- GIVEN PASSAGE -

Mean Age of Participants Between 15 and 75 Verses Lethality¶

Lethality is calculated using the following formula:

$ 2* Participants\ Killed + 1.5 * Participants\ Injured $

In [16]:
def mean_age_of_participants(row):
    ages = {k: 0 for k in range(15, 75)}
    for age in ages.keys():
        count = row.count(str(age))
        ages[age] += count
    lst = []
    for key, value in ages.items():
        if key * value != 0:
            lst.append(key * value)
    sum_of_ages, num_of_ages = float(sum(lst)), float(len(lst))
    if sum_of_ages == 0:
        return "Invalid"
    else:
        return sum_of_ages / num_of_ages


age_df = data.dropna(subset=["participant_age"])
raw, filtered = [], []
for _, row in age_df.iterrows():
    [mean_age, lethality] = mean_age_of_participants(row["participant_age"]), float(
        ((2 * row["n_killed"]) + (1.5 * row["n_injured"]))
    )
    raw.append([mean_age, lethality])
for entry in raw:
    if entry[0] != "Invalid":
        filtered.append(entry)
In [17]:
x_data, y_data = [], []
for entry in filtered:
    if entry[0] < 75 and entry[1] < 100:
        x_data.append(entry[0])
        y_data.append(entry[1])

- TASKS -
1) In the lethality notebook excerpt, what weight does the lethality formula give to each participant killed?
2) Reproduce the part of the lethality notebook excerpt starting at "ages[age] += count" and ending at "num_of_ages = float(sum(lst)), float(len(lst))".

- STORED RECORDS -
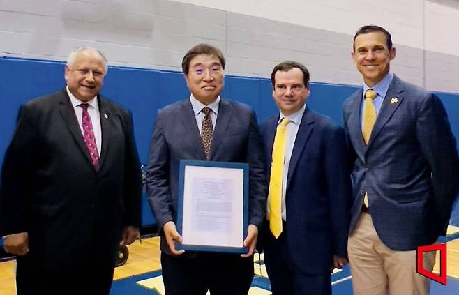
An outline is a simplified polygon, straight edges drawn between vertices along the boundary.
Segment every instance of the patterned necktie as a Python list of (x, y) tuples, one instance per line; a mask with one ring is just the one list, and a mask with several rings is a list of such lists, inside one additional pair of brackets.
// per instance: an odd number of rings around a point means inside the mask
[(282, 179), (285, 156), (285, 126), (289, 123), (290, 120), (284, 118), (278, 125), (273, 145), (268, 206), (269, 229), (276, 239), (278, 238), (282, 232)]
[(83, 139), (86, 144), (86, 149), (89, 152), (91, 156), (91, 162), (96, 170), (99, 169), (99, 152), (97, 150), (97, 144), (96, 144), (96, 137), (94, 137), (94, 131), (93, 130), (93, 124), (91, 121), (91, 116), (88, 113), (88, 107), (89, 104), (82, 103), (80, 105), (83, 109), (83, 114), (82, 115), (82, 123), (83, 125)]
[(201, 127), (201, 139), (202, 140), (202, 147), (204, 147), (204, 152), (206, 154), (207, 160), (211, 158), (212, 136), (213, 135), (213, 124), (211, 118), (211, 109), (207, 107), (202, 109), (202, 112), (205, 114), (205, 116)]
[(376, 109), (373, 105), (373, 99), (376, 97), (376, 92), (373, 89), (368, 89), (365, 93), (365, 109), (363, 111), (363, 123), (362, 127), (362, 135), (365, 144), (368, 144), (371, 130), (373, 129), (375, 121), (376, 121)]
* * *
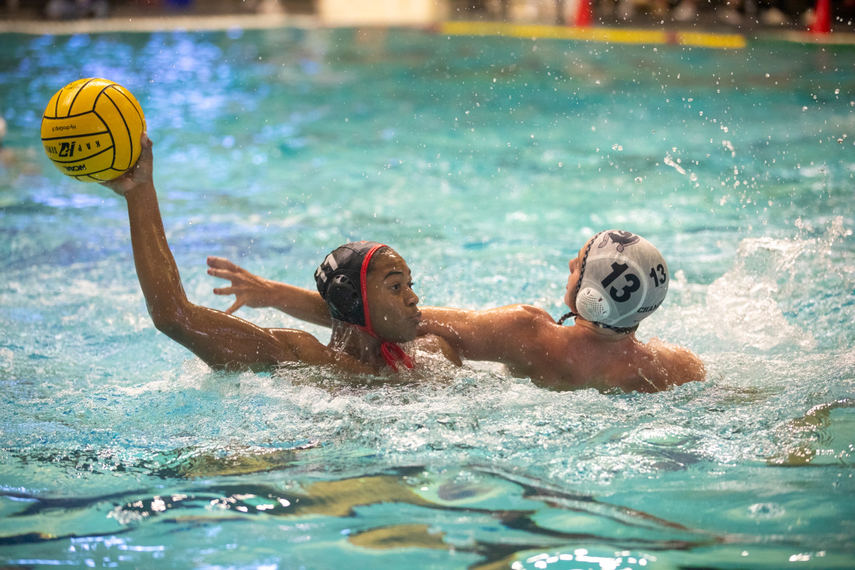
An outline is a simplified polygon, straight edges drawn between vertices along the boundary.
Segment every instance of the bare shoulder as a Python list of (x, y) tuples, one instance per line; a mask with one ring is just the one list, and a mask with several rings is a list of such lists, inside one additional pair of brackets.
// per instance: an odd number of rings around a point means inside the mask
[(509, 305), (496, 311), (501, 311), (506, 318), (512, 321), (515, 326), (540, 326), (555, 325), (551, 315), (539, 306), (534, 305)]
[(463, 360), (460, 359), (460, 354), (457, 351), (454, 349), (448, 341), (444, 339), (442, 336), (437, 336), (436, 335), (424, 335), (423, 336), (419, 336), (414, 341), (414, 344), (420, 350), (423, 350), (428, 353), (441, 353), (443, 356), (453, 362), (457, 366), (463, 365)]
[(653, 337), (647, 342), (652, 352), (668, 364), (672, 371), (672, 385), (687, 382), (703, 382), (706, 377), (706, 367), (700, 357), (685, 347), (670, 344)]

- COMPLETED EXERCISE -
1) 2

2)
ages[age] += count
    lst = []
    for key, value in ages.items():
        if key * value != 0:
            lst.append(key * value)
    sum_of_ages, num_of_ages = float(sum(lst)), float(len(lst))